▶ What you should do
Copy word for word the part of the lines below that begins with the line containing "Task: indicate the waterfront" and ends with the line containing "x=876 y=654", including both of those lines.

▶ Supplied material
====

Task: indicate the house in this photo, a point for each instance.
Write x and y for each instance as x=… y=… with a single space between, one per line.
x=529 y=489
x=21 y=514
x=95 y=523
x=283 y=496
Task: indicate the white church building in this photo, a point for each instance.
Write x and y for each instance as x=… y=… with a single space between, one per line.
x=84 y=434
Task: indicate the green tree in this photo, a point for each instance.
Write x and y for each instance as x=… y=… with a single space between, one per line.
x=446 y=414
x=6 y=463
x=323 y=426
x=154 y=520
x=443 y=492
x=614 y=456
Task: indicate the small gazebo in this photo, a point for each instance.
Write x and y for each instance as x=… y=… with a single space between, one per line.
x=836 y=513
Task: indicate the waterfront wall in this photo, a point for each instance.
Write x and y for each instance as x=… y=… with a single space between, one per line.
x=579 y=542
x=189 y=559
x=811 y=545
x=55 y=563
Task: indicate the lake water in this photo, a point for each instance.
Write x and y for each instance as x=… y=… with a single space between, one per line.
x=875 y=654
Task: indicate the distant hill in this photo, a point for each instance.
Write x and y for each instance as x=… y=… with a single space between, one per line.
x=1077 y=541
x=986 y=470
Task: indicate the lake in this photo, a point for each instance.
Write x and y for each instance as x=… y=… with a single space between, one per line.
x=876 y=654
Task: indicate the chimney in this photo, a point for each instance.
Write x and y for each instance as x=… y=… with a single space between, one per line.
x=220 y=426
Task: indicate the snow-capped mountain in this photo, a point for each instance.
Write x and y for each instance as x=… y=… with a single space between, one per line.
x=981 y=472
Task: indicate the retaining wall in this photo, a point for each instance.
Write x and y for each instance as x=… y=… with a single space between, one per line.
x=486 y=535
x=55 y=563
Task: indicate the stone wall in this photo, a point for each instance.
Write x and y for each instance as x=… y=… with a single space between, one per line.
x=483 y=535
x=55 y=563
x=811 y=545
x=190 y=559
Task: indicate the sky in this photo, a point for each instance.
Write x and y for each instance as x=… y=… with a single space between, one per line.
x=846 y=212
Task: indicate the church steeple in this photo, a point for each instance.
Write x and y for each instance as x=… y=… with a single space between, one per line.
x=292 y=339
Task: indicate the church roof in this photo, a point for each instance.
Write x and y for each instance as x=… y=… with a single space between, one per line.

====

▶ Answer below
Task: indicate the waterfront wall in this photo, a point for each instance.
Write x and y for each instance as x=… y=… with a single space between, one per line.
x=579 y=542
x=189 y=559
x=811 y=545
x=55 y=563
Task: indicate the lake water in this photo, a point for each instance.
Write x and y for each instance as x=… y=… with a single space between, one per line.
x=875 y=654
Task: indicate the distant hill in this photo, a point for each instance.
Write x and y for each instance as x=… y=… with a single space between, one per line.
x=1077 y=541
x=986 y=470
Task: indicate the lake in this photo, a point for each instance.
Write x and y for each instance as x=… y=… with a single space between, one per line.
x=876 y=654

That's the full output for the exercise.